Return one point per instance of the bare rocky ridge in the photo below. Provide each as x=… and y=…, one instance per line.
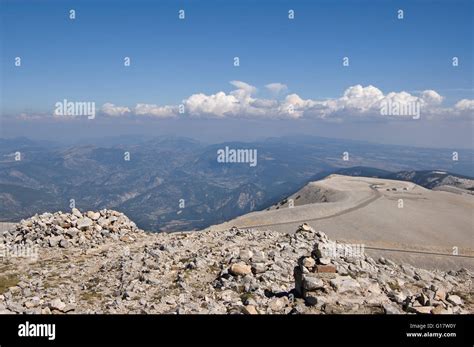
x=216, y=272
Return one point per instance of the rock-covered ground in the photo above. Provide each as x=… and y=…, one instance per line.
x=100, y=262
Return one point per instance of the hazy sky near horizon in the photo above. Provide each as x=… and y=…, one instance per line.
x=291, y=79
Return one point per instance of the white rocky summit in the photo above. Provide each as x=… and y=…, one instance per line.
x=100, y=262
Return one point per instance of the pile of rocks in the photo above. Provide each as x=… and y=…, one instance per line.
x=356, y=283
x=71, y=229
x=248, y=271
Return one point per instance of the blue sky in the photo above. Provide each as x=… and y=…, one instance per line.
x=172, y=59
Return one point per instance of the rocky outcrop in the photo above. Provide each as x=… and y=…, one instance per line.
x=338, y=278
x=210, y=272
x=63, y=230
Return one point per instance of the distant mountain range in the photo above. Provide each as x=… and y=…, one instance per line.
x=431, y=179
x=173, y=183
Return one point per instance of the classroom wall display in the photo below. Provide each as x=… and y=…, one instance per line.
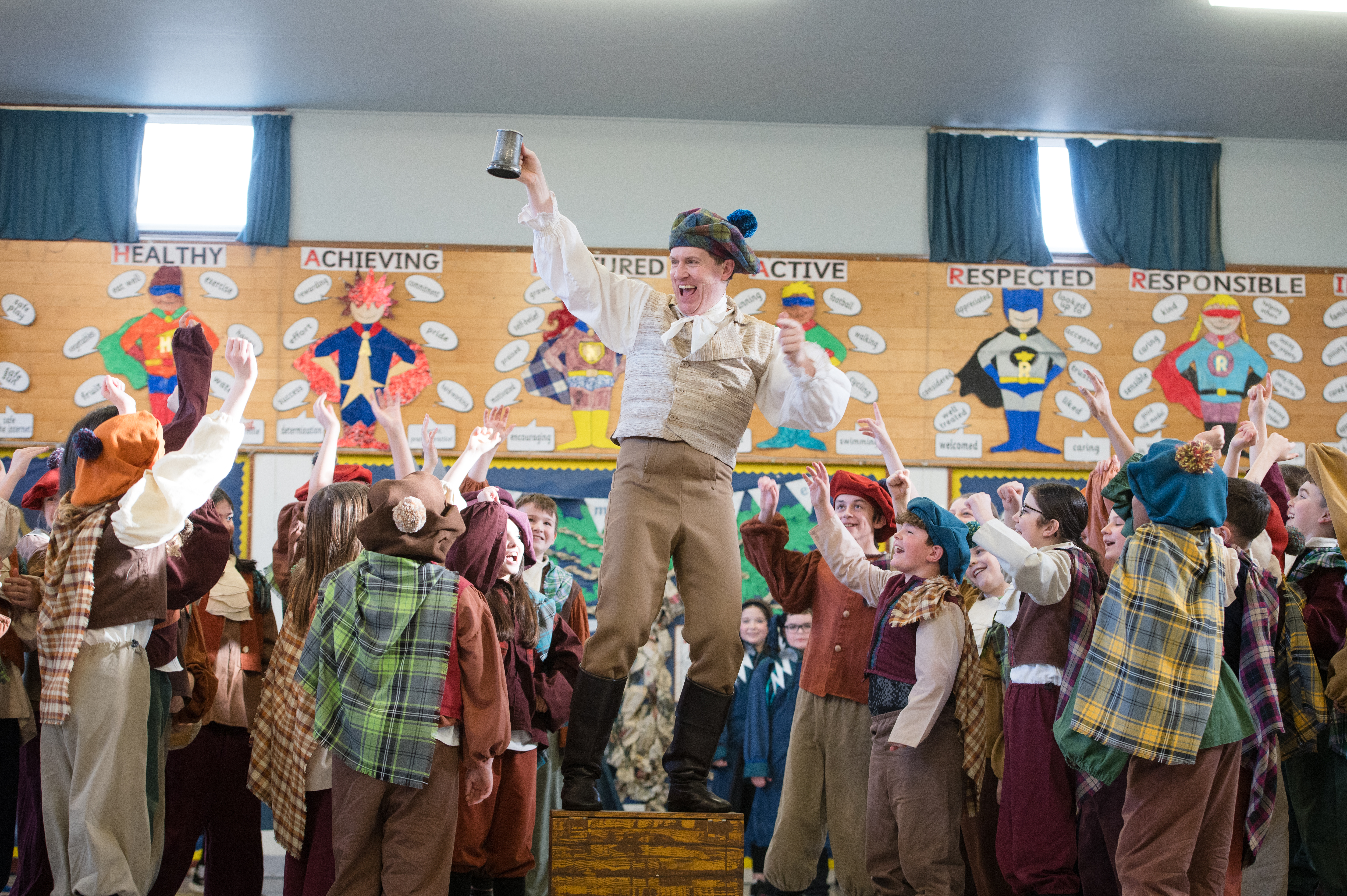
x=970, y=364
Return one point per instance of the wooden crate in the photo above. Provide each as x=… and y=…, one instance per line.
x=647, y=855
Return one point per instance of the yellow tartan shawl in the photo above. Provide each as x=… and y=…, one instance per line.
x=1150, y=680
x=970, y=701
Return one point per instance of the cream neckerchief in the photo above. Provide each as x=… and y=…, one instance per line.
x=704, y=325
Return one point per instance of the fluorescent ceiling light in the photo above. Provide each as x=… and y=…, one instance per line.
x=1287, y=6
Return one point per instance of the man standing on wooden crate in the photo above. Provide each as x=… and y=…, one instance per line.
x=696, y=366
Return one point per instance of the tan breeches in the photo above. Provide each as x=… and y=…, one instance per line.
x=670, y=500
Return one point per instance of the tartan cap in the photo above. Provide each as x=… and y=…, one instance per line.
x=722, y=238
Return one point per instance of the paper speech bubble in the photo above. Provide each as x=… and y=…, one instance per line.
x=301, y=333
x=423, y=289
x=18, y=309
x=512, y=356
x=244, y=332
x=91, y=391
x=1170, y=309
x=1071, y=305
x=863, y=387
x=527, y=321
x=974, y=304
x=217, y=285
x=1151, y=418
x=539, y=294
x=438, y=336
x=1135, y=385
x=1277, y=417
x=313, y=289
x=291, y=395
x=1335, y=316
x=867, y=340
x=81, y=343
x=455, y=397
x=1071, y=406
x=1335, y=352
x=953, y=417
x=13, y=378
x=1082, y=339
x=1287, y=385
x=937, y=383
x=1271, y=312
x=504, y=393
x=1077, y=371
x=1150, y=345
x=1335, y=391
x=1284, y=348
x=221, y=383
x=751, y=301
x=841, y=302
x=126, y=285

* * *

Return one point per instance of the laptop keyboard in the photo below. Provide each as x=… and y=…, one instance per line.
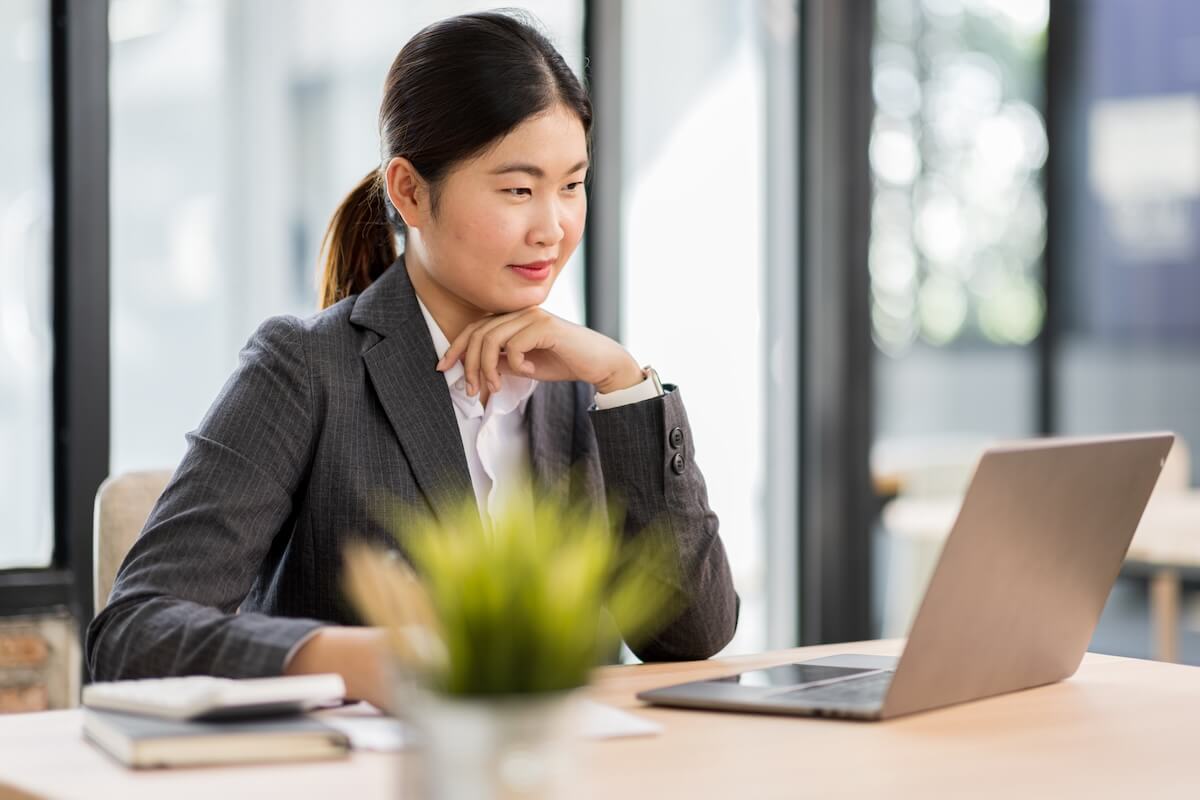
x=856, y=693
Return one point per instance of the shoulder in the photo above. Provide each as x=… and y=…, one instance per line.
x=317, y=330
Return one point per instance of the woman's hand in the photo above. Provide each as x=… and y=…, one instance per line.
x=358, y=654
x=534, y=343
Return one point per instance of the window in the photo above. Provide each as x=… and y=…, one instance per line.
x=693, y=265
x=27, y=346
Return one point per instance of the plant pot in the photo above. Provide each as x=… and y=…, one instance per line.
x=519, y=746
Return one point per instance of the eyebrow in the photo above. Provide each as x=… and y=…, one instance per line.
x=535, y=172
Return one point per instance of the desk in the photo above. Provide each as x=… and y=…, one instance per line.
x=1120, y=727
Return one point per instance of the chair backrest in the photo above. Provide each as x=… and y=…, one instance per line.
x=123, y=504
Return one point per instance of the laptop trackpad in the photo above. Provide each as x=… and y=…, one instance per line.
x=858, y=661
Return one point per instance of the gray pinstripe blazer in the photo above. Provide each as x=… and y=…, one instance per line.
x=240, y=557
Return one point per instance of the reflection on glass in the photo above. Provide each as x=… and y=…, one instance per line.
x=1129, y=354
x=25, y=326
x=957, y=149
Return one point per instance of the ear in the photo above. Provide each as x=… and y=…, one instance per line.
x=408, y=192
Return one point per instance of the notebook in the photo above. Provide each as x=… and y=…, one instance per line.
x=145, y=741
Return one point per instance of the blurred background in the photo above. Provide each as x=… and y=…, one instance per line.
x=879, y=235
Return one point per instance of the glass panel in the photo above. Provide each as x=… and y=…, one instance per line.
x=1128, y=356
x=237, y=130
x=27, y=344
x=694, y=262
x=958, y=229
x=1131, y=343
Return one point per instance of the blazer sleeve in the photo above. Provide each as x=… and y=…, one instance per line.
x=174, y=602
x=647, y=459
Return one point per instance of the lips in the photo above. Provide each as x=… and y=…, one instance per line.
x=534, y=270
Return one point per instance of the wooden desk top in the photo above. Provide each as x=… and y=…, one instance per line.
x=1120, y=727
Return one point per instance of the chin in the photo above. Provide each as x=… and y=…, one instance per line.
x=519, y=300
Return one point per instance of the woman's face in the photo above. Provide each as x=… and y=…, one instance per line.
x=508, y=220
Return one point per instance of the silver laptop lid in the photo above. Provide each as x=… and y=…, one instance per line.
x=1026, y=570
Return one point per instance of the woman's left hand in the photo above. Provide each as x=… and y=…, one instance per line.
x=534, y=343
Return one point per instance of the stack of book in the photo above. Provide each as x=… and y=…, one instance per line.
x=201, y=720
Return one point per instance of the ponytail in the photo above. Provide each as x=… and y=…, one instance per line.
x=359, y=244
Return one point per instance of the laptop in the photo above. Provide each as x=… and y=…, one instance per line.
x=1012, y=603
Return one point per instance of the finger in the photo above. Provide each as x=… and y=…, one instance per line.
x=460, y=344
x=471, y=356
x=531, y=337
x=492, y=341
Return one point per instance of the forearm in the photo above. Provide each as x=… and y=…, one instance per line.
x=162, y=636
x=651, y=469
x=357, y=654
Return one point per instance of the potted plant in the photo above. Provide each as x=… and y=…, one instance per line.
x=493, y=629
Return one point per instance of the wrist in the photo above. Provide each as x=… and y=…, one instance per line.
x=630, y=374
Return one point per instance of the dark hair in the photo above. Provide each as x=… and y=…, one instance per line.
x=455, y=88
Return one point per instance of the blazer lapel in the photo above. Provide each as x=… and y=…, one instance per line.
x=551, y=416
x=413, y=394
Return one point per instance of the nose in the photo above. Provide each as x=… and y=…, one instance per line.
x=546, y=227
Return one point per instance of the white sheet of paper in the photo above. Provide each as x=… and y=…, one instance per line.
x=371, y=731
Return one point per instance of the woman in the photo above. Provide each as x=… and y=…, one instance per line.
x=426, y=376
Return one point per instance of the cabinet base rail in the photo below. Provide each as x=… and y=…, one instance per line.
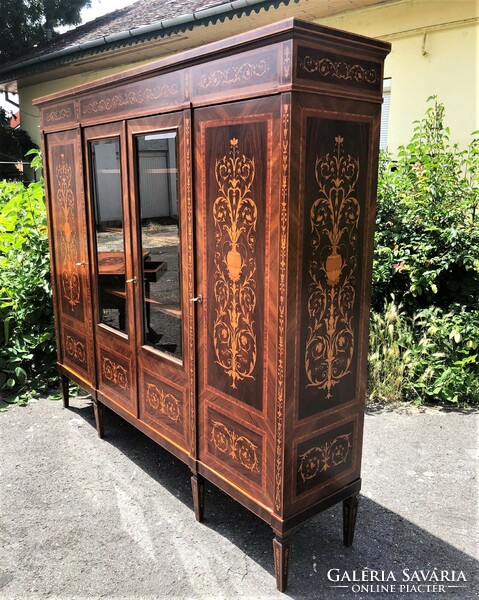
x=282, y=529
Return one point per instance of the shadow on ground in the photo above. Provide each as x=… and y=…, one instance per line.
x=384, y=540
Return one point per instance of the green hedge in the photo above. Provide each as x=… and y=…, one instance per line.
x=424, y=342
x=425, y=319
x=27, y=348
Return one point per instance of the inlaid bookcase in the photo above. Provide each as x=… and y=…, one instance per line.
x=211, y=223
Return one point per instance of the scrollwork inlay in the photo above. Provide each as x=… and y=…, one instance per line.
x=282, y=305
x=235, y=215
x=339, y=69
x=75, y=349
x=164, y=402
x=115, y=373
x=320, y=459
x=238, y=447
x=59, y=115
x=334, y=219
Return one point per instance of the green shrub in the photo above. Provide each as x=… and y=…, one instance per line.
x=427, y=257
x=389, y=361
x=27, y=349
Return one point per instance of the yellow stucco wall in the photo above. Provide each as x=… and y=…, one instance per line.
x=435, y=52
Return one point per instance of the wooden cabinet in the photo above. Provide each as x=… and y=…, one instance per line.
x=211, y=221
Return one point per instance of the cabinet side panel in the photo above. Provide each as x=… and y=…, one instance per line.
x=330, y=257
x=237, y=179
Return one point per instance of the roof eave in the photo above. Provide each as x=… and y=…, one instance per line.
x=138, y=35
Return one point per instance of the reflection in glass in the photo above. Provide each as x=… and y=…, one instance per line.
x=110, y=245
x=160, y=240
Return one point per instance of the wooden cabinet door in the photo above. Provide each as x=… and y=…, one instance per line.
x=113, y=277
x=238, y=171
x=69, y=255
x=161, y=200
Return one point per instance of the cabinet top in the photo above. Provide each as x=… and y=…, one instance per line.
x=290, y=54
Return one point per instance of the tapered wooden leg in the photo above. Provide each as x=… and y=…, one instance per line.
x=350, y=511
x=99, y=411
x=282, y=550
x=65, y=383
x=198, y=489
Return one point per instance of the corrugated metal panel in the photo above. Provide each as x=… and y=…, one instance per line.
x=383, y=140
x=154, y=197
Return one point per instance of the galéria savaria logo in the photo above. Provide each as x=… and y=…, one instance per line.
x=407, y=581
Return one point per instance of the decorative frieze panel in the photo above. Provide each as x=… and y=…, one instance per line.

---

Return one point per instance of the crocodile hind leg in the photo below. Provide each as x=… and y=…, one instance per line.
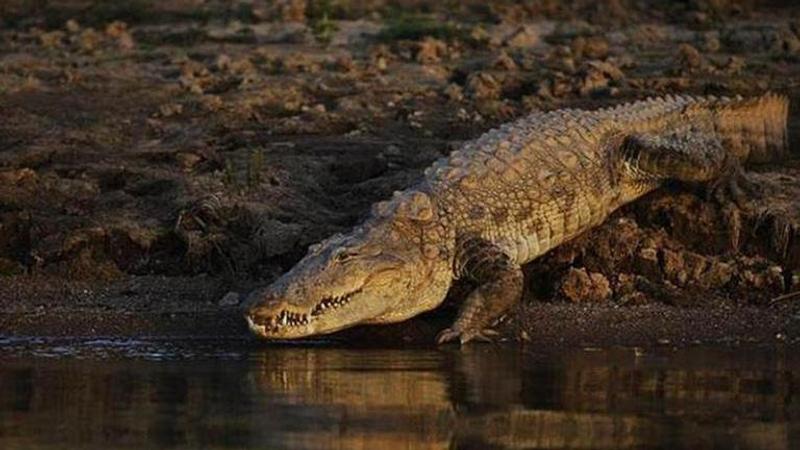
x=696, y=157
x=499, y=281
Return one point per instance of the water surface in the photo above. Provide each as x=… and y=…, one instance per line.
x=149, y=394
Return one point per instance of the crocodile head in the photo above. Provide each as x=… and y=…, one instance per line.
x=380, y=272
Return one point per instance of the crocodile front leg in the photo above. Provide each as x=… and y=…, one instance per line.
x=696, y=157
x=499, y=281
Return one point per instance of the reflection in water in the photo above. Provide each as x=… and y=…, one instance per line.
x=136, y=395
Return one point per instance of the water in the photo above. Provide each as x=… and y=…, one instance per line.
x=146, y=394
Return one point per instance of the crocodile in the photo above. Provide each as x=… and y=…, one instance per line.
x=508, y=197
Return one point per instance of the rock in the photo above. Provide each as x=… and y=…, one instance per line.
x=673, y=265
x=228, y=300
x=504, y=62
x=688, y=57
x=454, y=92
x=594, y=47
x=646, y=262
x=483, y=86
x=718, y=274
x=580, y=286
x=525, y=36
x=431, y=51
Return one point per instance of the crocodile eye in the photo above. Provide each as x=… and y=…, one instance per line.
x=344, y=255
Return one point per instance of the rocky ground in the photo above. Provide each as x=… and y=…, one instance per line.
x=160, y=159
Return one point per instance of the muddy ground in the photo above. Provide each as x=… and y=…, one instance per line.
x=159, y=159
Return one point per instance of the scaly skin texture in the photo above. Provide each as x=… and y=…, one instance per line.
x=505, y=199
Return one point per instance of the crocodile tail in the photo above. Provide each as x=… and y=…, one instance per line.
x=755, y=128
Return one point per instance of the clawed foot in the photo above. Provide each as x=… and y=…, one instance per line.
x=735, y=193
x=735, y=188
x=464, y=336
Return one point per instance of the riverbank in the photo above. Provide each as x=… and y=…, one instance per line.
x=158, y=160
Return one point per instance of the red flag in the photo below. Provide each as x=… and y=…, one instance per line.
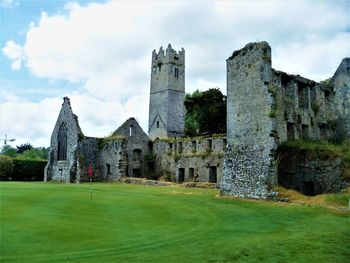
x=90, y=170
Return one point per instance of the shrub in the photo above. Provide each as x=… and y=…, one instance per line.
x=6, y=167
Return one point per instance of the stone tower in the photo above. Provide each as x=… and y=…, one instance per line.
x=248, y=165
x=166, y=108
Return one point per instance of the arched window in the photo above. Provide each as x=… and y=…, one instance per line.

▶ [The request]: Copy out, word for word, the lines starting with the one containing "Return one point per instance of the wooden desk" and going on through the one containing "x=508, y=220", both included.

▶ [Solution for this task]:
Return one point per instance of the wooden desk top in the photo above. Provide each as x=… and y=…, one instance per line.
x=1120, y=727
Return one point per instance of the chin in the photo above. Provide each as x=… and y=…, one instance per line.
x=519, y=300
Return one point per instance of the woman's face in the photo above. Provide each as x=… and y=…, one instance per line.
x=508, y=220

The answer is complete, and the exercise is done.